(EXERCISE INPUT)
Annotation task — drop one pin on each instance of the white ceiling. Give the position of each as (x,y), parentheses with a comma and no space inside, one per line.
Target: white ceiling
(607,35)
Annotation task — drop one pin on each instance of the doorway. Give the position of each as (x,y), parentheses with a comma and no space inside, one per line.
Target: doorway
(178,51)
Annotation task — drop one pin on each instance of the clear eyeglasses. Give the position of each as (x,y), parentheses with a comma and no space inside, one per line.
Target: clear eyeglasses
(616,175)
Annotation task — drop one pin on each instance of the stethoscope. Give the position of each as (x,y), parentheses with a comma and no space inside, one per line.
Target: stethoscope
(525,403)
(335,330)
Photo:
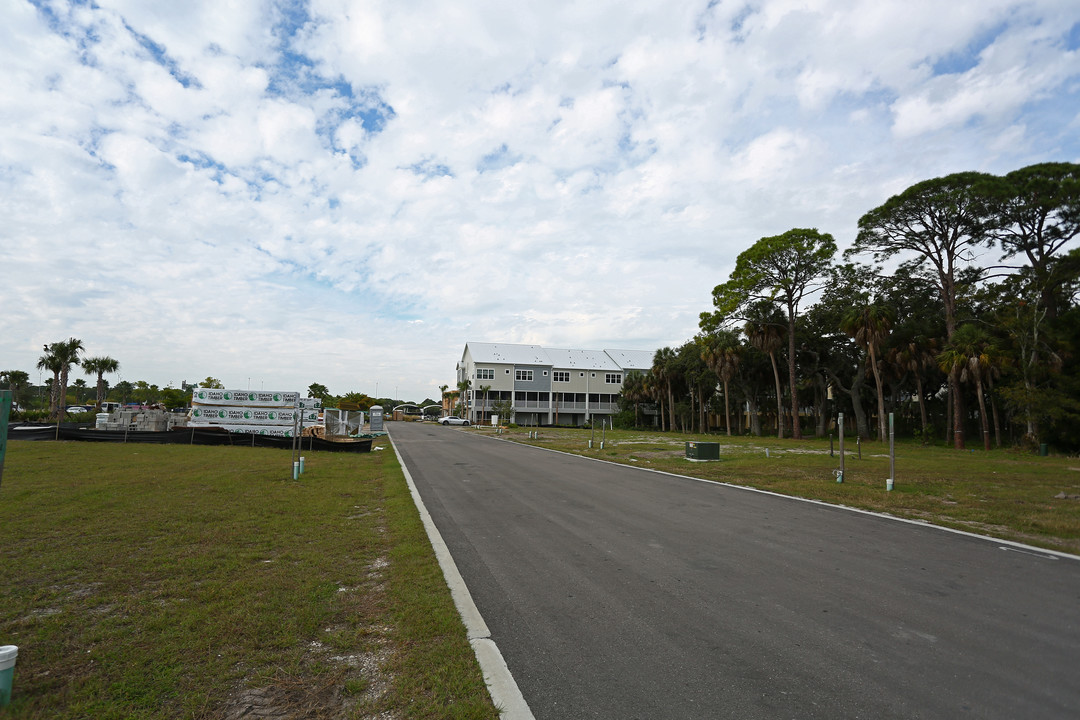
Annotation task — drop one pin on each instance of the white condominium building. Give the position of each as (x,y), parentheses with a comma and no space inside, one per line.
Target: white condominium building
(547,385)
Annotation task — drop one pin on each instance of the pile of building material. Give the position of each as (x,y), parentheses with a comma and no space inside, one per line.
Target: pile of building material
(278,413)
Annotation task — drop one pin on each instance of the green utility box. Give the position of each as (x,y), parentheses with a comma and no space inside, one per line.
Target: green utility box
(703,450)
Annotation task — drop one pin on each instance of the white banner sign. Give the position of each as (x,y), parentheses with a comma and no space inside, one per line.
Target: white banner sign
(219,415)
(260,430)
(210,396)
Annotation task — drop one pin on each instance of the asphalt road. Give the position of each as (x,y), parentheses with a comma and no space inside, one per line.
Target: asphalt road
(618,593)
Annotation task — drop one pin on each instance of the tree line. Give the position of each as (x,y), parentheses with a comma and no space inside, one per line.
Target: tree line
(955,309)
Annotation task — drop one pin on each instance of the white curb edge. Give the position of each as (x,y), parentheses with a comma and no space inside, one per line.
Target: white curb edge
(504,692)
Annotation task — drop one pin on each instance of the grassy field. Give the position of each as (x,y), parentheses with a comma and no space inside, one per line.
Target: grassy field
(1003,493)
(202,582)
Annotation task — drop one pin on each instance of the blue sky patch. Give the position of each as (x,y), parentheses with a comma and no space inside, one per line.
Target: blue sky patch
(1072,38)
(497,160)
(429,168)
(161,57)
(966,58)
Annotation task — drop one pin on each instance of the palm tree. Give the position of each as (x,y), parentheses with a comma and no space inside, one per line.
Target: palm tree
(52,363)
(721,353)
(99,366)
(916,356)
(68,352)
(967,355)
(764,333)
(16,381)
(485,390)
(79,385)
(633,390)
(463,391)
(869,326)
(663,368)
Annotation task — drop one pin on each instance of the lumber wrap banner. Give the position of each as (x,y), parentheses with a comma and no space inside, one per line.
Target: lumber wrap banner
(251,397)
(228,415)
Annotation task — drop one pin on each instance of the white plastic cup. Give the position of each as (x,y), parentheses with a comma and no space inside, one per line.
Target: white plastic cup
(8,655)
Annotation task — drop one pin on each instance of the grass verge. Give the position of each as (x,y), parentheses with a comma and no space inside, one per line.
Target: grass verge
(1002,493)
(201,582)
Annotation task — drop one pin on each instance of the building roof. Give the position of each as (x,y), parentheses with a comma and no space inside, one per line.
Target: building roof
(558,357)
(585,360)
(508,353)
(632,360)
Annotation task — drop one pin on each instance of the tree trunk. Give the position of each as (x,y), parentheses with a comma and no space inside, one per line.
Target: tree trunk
(796,422)
(880,393)
(922,408)
(755,417)
(821,403)
(671,407)
(997,420)
(780,397)
(727,408)
(983,420)
(948,416)
(954,381)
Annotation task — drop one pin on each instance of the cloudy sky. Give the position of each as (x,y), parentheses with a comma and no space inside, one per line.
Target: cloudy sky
(282,192)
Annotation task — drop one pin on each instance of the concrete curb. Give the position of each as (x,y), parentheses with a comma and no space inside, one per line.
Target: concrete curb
(504,692)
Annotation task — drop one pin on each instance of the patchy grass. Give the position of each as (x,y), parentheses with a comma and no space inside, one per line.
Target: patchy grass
(1003,493)
(201,582)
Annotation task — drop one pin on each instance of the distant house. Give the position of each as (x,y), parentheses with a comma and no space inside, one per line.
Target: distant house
(548,385)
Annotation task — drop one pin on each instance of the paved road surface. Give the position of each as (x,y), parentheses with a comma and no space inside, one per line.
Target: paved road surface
(617,593)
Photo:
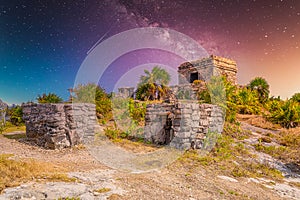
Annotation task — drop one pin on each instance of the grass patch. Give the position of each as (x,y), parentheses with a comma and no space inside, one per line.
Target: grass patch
(295,184)
(15,136)
(289,151)
(231,158)
(13,172)
(9,129)
(69,198)
(258,121)
(102,190)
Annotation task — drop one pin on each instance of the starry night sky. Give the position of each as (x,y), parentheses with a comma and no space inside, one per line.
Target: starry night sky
(43,42)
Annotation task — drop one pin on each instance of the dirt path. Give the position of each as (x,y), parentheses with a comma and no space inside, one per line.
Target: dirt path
(176,181)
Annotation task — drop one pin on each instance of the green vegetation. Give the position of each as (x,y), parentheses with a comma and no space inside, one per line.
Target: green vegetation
(296,97)
(231,157)
(49,98)
(15,114)
(262,87)
(153,85)
(92,93)
(253,99)
(285,113)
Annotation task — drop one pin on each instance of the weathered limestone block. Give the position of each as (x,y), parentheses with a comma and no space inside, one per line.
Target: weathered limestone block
(190,122)
(59,125)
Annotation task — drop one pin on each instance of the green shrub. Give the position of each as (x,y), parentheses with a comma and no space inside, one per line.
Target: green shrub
(247,102)
(287,114)
(92,93)
(15,114)
(49,98)
(296,97)
(261,86)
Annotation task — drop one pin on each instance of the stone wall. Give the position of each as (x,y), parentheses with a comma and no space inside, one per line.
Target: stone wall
(126,92)
(207,67)
(60,125)
(183,124)
(3,107)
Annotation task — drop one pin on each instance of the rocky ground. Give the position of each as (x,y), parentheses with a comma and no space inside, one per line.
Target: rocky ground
(175,181)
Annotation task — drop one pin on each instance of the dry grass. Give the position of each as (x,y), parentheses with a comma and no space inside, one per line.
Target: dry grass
(135,147)
(14,128)
(15,136)
(230,157)
(14,171)
(289,151)
(102,190)
(258,121)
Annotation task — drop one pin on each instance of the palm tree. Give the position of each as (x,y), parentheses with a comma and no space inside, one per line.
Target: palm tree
(49,98)
(262,87)
(153,85)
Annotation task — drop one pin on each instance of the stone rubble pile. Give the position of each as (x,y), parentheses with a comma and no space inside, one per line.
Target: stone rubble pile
(60,125)
(182,125)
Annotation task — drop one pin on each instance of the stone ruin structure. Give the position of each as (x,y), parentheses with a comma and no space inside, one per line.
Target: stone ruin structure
(57,126)
(207,67)
(182,125)
(185,123)
(3,107)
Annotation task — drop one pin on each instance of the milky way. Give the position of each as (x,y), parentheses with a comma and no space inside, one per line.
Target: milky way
(43,43)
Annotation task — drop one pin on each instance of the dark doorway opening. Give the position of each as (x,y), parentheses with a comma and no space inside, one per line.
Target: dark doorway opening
(194,76)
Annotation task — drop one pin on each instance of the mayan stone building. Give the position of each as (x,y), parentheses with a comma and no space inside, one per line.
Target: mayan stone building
(205,68)
(56,126)
(185,123)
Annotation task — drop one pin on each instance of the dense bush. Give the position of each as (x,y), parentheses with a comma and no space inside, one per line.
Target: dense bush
(49,98)
(247,101)
(153,85)
(285,113)
(92,93)
(262,87)
(15,114)
(296,97)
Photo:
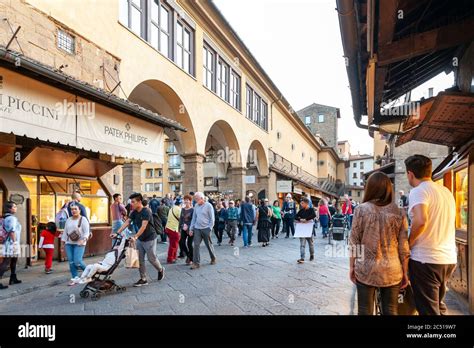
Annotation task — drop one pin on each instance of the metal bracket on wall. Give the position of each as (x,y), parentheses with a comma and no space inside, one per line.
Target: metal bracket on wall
(14,35)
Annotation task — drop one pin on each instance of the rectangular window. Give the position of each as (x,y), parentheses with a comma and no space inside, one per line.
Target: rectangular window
(257,105)
(461,197)
(235,90)
(223,80)
(153,21)
(136,17)
(209,68)
(249,103)
(153,187)
(174,161)
(184,42)
(264,123)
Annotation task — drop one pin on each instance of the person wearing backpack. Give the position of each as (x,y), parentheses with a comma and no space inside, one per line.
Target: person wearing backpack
(172,230)
(145,238)
(62,216)
(163,212)
(74,239)
(10,240)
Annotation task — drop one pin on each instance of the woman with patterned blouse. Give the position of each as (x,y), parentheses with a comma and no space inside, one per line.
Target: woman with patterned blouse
(379,231)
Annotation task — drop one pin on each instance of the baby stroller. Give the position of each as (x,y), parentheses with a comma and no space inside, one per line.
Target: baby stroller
(338,229)
(101,281)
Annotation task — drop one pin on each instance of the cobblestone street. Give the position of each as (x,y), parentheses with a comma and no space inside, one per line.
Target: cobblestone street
(244,281)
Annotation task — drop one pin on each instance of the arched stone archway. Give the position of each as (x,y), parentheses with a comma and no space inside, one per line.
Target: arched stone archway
(223,168)
(159,97)
(257,156)
(258,171)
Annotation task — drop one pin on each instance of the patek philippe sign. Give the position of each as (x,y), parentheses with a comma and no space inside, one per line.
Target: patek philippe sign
(36,110)
(114,132)
(284,186)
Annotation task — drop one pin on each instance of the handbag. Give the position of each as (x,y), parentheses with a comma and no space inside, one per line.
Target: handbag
(76,234)
(131,257)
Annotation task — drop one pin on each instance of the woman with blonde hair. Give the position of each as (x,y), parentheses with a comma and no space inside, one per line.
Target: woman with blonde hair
(380,232)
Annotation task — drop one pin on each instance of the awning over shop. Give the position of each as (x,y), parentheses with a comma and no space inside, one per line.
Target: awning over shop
(39,111)
(447,119)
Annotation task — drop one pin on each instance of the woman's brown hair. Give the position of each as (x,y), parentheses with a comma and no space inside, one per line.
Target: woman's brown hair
(378,189)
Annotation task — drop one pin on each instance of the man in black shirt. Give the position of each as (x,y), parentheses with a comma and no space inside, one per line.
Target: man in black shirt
(306,215)
(145,237)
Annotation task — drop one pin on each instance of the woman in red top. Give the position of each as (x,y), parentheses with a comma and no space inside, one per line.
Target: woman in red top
(324,217)
(46,243)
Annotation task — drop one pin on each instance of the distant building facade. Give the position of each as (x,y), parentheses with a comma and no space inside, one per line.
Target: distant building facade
(322,122)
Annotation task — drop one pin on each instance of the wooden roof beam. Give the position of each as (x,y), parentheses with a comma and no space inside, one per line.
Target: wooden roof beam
(426,42)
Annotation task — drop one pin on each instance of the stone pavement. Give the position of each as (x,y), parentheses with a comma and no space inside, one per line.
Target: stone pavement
(252,281)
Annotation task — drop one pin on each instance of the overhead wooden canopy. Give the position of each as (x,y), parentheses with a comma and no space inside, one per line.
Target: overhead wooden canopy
(394,46)
(57,161)
(447,120)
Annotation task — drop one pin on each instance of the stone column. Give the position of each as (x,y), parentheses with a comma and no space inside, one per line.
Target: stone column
(193,174)
(131,173)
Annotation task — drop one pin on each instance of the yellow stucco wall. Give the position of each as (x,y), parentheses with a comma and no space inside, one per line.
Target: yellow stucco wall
(98,21)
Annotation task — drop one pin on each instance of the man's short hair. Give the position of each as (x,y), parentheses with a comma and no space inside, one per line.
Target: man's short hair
(419,165)
(136,196)
(198,195)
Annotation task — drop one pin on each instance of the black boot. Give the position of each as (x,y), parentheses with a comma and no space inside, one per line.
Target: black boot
(14,279)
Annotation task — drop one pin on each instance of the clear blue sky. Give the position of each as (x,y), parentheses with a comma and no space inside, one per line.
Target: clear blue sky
(298,43)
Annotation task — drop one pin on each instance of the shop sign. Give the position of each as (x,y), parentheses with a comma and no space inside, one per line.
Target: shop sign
(284,186)
(34,109)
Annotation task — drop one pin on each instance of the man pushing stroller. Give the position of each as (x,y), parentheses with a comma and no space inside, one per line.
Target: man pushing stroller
(103,266)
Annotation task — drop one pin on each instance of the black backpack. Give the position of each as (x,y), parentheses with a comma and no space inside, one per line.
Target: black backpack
(156,224)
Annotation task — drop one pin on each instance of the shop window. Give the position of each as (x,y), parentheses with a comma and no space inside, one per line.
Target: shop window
(1,200)
(149,173)
(66,42)
(461,194)
(52,193)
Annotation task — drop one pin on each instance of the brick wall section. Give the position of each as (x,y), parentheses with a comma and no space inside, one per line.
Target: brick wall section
(327,129)
(38,40)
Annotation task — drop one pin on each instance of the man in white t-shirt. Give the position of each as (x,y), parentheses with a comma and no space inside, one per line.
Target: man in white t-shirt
(433,258)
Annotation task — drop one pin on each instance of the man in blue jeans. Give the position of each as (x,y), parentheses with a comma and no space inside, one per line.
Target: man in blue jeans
(247,217)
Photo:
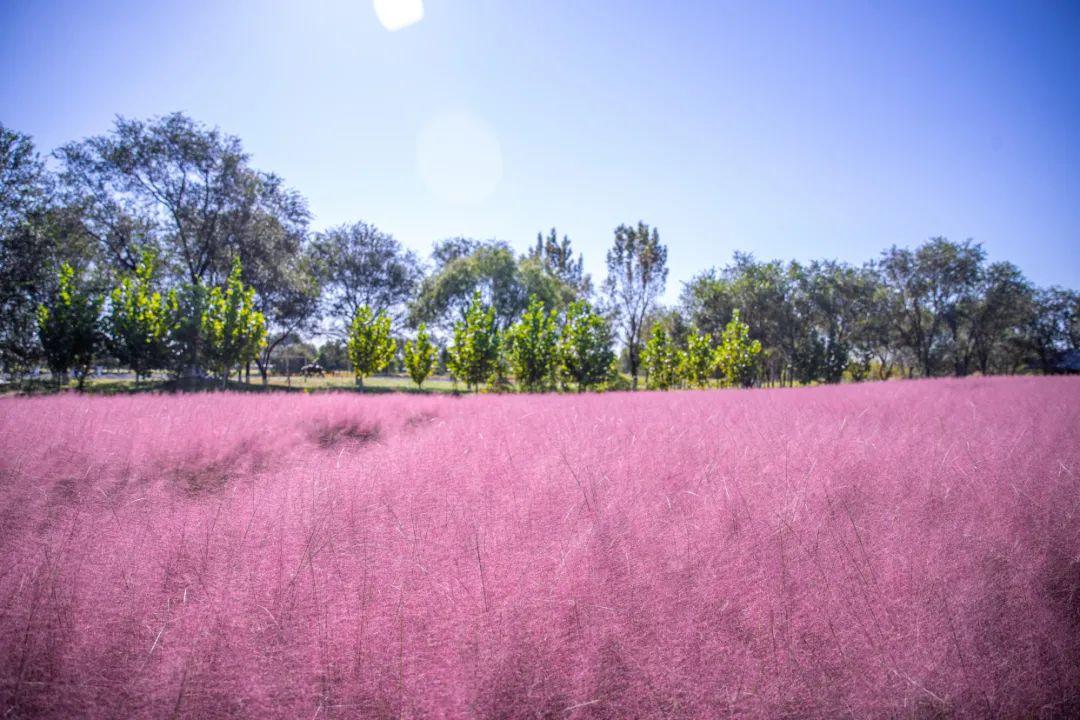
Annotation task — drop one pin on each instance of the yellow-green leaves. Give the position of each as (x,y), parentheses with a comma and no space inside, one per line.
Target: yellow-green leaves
(531,345)
(474,354)
(370,347)
(661,360)
(738,354)
(420,356)
(137,323)
(68,325)
(232,330)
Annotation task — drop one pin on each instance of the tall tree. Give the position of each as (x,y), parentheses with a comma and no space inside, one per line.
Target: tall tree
(738,353)
(584,348)
(232,329)
(27,249)
(661,360)
(470,267)
(137,322)
(68,325)
(698,362)
(637,273)
(999,314)
(370,345)
(474,352)
(531,344)
(420,356)
(556,256)
(933,288)
(363,266)
(174,184)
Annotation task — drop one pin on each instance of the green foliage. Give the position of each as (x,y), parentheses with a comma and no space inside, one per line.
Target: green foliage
(738,354)
(370,347)
(232,330)
(137,322)
(68,326)
(637,271)
(186,307)
(531,348)
(661,361)
(333,355)
(584,348)
(420,356)
(474,353)
(699,360)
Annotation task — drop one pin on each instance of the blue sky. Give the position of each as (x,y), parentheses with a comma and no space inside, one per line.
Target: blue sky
(794,130)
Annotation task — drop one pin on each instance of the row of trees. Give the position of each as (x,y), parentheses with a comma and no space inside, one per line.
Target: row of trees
(185,194)
(543,350)
(184,329)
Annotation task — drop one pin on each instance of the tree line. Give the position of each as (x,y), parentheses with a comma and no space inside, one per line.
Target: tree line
(159,246)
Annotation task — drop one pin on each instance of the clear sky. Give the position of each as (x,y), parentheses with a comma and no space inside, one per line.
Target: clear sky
(795,130)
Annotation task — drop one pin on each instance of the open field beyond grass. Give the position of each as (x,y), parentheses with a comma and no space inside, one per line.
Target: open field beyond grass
(891,549)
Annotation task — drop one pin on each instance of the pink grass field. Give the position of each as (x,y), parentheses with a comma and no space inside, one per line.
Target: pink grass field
(892,549)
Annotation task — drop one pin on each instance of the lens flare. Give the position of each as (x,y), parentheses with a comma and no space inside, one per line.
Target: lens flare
(397,14)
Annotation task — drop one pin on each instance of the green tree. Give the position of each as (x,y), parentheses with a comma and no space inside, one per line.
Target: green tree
(25,249)
(637,271)
(137,322)
(738,354)
(584,348)
(420,356)
(531,345)
(370,347)
(474,353)
(699,360)
(661,360)
(68,327)
(232,330)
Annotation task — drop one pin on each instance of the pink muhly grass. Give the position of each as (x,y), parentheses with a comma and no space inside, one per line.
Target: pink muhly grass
(894,549)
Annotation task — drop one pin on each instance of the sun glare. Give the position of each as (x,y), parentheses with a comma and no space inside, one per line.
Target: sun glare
(397,14)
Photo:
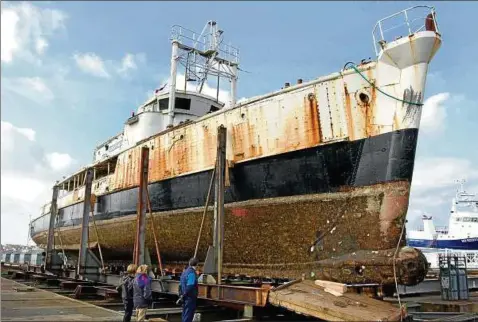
(End EXERCISE INPUT)
# TASK TO COMPLETE
Reproduce only the lines running from the beginning of the entries above to the line holding "the white condominium", inclusive. Pictures stay out of the copy.

# RESPONSE TO THE TASK
Annotation task — drop one pin on each instance of the white ceiling. Give the position of each as (x,y), parentheses with a comma and no space inside, one per line.
Target: white ceiling
(607,35)
Annotation task — drop one pin on each instance of the doorway. Give the position of each as (x,y), parentheses with a comma and no space inside, one per line.
Target: doorway
(178,51)
Annotation task — drop one pin on each instance of the clear eyeglasses. Give the position of each as (x,y), parentheses with a comma and no space inside, one per line.
Target: clear eyeglasses
(616,175)
Annotation task — drop one pin on each instance of the stethoscope. Give the position of each as (x,y), parentheses with a comma and no space inside, one per line.
Target: stethoscope
(525,403)
(335,330)
Photo:
Annotation task — drop one pin on each instance of the white condominium building. Give the position of each as (x,y), parentheses with a comma and no space inside, one per line.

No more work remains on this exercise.